Exercises to complete –
1. In the email on naked functions, what did later ELF revisions add?
2. Reproduce the email on naked functions between "On targets that" and "a feature loose.", inclusive.

On Tue, Jun 01, 1999 at 02:59:33AM -0600, Jeffrey A Law wrote:
> No, because that assumes some sane model for function entry.  The whole point
> behind not generating any kind of prologue/epilogue is to deal with the insane
> cases.

The thing is, I don't believe you _can_ handle the insane cases
with naked functions.  So you'll fiddle around with the beginning
asm block for a while and get it to work, and then the next 
compiler rev optimizes slightly differently and your code breaks.

> For a non-kernel related application of this feature, look at the major
> braindamage we go through in crtstuff.c to make sure that the prologue for
> some functions in in one section, while the real code is in another
> section.  Ugh!

An extremely rare example that does make a tiny amount of sense.

And guess what -- later ELF revisions added DT_INIT_ARRAY so that
there would be no need to glom function parts together like that.
On targets that support DT_INIT_ARRAY, we can directly support
.ctors without a __do_global_ctors_aux function, and without all
the .init/.fini grossness you mention.

> Or what if the exit sequence wants to switch stacks so that the return
> address is pulled out of a different stack (I've done this too).

Custom exit sequences are easy.  You just do them and ignore the 
compiler's version.  What's impossible is for the user to know how
much stack space the compiler wants to do it's job, or to know which
registers the compiler is going to want to use.

I have strong reservations about turning such a feature loose.
There is no way we can explain how you can and cannot use the
feature.  Code _will_ break from one compiler rev to the next.

Available data –

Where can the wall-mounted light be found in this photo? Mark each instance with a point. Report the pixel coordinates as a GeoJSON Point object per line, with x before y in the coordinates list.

The solutions –
1. DT_INIT_ARRAY

2.
On targets that support DT_INIT_ARRAY, we can directly support
.ctors without a __do_global_ctors_aux function, and without all
the .init/.fini grossness you mention.

> Or what if the exit sequence wants to switch stacks so that the return
> address is pulled out of a different stack (I've done this too).

Custom exit sequences are easy.  You just do them and ignore the 
compiler's version.  What's impossible is for the user to know how
much stack space the compiler wants to do it's job, or to know which
registers the compiler is going to want to use.

I have strong reservations about turning such a feature loose.